Start of SOURCE EXTRACT
Jackson County Teacher of the Year fosters confidence, acceptance and a love of science

Suzette Lowe
Brenda Chancey Brown shares a love of science with her students.

All teachers want to make a positive impact on their students. They want to impart knowledge of their subject, encourage creative thinking and problem solving and instill confidence and acceptance.

According to her colleagues and, more importantly, her students, it is apparent that Jackson County’s 2020 Teacher of the Year, Brenda Chancey Brown, has achieved all of these and more.

Brown, sixth-grade science teacher at Ripley Middle School, has been in the classroom 32 years, with several of those spent at the middle school level.

“Middle school kids are great,” Brown said. “There is never a dull moment and every class takes on its own personality.”

From her experience, Brown says that most students like science which makes it easier to teach.

Kaiden Legg, a recent student, echoed his teacher’s remarks when he wrote a letter in support of her nomination as Teacher of the Year.

“Mrs. Brown is an exceptional teacher,” he wrote. “She is always engaging and finding ways to make learning fun. She goes way beyond what I would normally expect a teacher to do.”

Teaching science is a joy for Brown, but teaching children is her passion.

“I love science,” she said. “My students often hear me say that science is everywhere, so in my class we relate everything to real life. When I see the kids use their skills and expertise in problem solving, which is what science is all about, I know they’ll have a far better chance for success in their lives.”

Ultimately, it is the individual children that mean the most to this teacher.

“Overall, kids haven’t changed much through my years of teaching,” Brown said. “They need to be treated with respect and know that the adults in their lives care.”
End of SOURCE EXTRACT
Start of SOURCE DATA
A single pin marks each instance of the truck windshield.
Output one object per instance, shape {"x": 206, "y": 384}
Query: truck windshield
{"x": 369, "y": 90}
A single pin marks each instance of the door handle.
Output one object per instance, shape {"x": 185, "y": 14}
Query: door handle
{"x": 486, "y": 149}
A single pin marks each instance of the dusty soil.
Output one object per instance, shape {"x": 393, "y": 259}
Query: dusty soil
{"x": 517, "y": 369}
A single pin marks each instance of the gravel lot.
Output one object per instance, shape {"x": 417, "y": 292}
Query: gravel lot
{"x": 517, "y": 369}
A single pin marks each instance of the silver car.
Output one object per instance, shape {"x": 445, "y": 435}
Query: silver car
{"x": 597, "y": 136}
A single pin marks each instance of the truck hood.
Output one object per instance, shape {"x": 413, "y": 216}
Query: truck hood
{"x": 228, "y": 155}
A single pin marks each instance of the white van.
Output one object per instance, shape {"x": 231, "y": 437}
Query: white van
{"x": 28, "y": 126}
End of SOURCE DATA
▸ **COMPLETE THE FOLLOWING**
**1.** In the Teacher of the Year article, how many years has Brenda Chancey Brown been in the classroom?
**2.** Please resume the Teacher of the Year article right after its final sentence and carry it forward.

▸ **EXPECTED RESPONSES**
**1.** 32 years.

**2.**
Susan Jones, Ripley Middle School counselor, said that Brown has a way of responding to her students that is impressive.

“She has students that get frustrated and act out, just like every teacher,” Jones stated. “Brenda makes her expectations clear and builds a relationship with them, staying calm and firm while she guides them back on track.”

Brown has built those relationships many times outside the classroom. She has been active with the Jackson County Junior Fair, in which many of her students participate, for the past 25 years. She has also for the past couple of years coached the middle school’s VEX-IQ robotics team. This is a programmable snap-together system.

The first competition, according to Brown, was a learning experience. Even though placing last in most categories, the team members’ perseverance and ability to speak about their creations earned the Judges Award. They went on to place third in an open invitational, qualifying them for state competition. This year, the Robot Wranglers once again have earned a spot at the state competition.

“We actually were poised to go to the world competition in 2020,” said Brown. “Then COVID-19 shut everything down.”

Even with this disappointment, Brown said her team showed that hard work and determination are choices anyone can make.

“Oh, we had some difficult moments,” she recalled with a smile. “There were disagreements, moments of silence and many lectures on how to get along with one another. In the end, it was a wonderful learning experience.”

Experiences are the key to Brown’s teaching style.

“Every day is different in my science class,” she explained. “We follow a routine and have structure, but the ‘what” we will do is always unpredictable and keeps kids coming with an eagerness to learn.”

Many of her former students are just like their teacher, wanting to expand their horizons.

“I am so grateful for Mrs. Brown’s encouragement to develop my interest in robotics and science,” said Savanna Stolper. “After graduation, I plan on studying marine biology with a special focus on the use of robotics in underwater exploration.”

For Brown, her desire to continue learning never ends.

“Teaching is a profession where you never reach the finish line,” she said. “I still yearn for classes to take and ways to make a difference in my students’ lives.”

The newest county Teacher of the Year also knows that it takes a lot of support from co-workers, administrators and, most importantly, her family to enable her to do her job well.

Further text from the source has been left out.